◆ The task ◆
Which people are named in the passage on chromatin research below?

Next, they placed this chromatin material in a test tube with RNA polymerase, the "reader" protein that takes information from DNA. In this system they could now measure the RNA produced and also examine how specific compounds, partnered with DNA in chromatin, effected transcription. Histones, they found, inhibited transcription.

"Being ahead of time ought to give you an advantage," Huang says. "What I learned was that it can sometimes give you a disadvantage--you have to wait a while to see the fruits of your work."

At least one person caught a hint of the start of something great. Prolific science writer and science-fiction author Isaac Asimov described the work of Huang and Bonner in a book called The Genetic Code. Huang and Bonner appear on page 180, the next-to-last page of the book, in a chapter called "The Future." The original publication date for The Genetic Code was 1962, the same year as Huang and Bonner's groundbreaking paper. Huang keeps a well-preserved copy.

"Dr. Huang was a true pioneer in what is now an ever-growing field," says Victor Corces, chairman of the Hopkins Biology Department. "She made it possible for many scientists later to refine our understanding of the central process of transcription."

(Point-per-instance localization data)
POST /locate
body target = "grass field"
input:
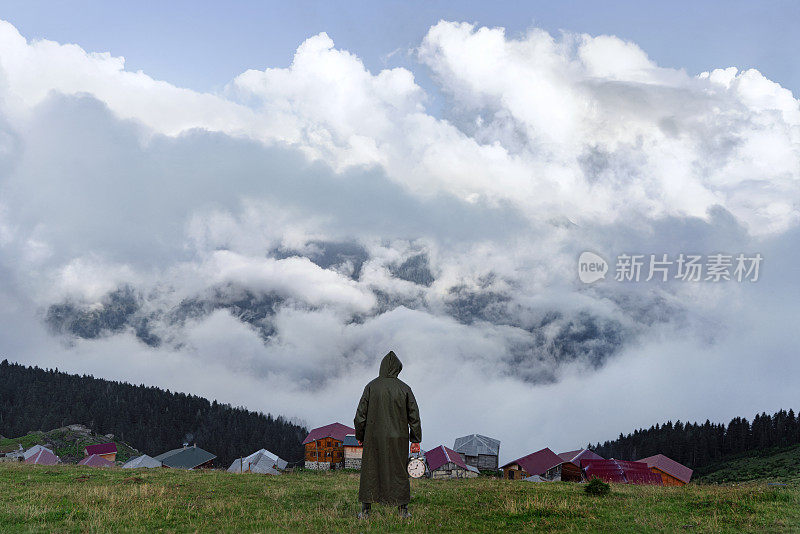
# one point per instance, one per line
(72, 498)
(776, 465)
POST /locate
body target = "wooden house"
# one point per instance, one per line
(104, 450)
(262, 461)
(324, 446)
(620, 472)
(186, 458)
(479, 451)
(352, 452)
(672, 473)
(95, 460)
(580, 454)
(43, 456)
(447, 463)
(544, 463)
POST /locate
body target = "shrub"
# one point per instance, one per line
(597, 487)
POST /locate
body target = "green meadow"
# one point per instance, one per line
(69, 498)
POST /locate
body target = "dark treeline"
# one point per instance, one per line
(698, 445)
(148, 418)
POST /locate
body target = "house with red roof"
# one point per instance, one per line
(43, 456)
(443, 462)
(581, 454)
(324, 446)
(671, 472)
(105, 450)
(95, 460)
(544, 463)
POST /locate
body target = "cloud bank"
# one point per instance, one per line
(266, 245)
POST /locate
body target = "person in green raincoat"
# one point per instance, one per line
(386, 420)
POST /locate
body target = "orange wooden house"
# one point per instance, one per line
(672, 473)
(324, 446)
(104, 450)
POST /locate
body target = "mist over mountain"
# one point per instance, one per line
(268, 243)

◆ Task answer ◆
Huang, Bonner, Isaac Asimov, Victor Corces